* **Work to be completed**
Convert the material below into a JSON list of strings with one string per line, omitting blank lines and leaving the pictures out.

(Photo point labeling data)
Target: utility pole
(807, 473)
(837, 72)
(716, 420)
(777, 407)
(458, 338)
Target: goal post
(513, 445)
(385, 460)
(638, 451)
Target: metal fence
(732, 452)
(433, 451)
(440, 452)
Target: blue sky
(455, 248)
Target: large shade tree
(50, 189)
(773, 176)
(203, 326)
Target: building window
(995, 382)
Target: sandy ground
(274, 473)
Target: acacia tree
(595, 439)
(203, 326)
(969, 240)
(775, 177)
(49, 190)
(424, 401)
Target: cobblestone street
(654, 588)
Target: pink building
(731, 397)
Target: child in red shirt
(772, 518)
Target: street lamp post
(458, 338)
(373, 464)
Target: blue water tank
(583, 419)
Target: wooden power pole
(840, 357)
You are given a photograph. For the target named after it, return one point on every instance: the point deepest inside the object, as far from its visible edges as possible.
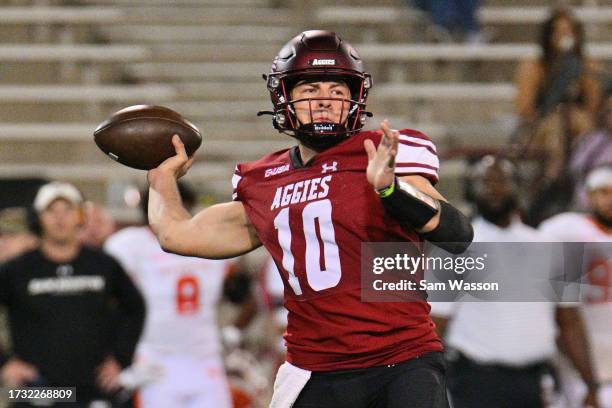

* **Problem solution**
[
  "Target: utility pole",
  "(807, 473)",
  "(837, 72)",
  "(716, 420)",
  "(777, 407)",
  "(458, 338)",
  "Target: goal post",
  "(513, 445)",
  "(385, 460)",
  "(638, 451)",
  "Target: metal fence",
  "(732, 452)",
  "(433, 451)",
  "(440, 452)",
  "Target: blue sky",
  "(455, 248)",
  "Target: large shade tree",
  "(50, 189)",
  "(773, 176)",
  "(203, 326)",
  "Target: building window",
  "(995, 382)",
  "Target: sandy ground",
  "(274, 473)",
  "Target: acacia tree",
  "(595, 439)",
  "(203, 326)",
  "(969, 240)",
  "(775, 177)",
  "(49, 190)",
  "(424, 401)",
  "Target: cobblestone street",
  "(654, 588)",
  "Target: pink building",
  "(731, 397)",
  "Target: child in red shirt",
  "(772, 518)",
  "Target: street lamp post",
  "(458, 338)",
  "(373, 464)",
  "Target: blue water tank",
  "(583, 419)",
  "Target: wooden power pole",
  "(840, 357)",
  "You are given a photograph. For the target named after it, return one point on every instance: the point deepest inside the object, as far from its visible edges as possible."
]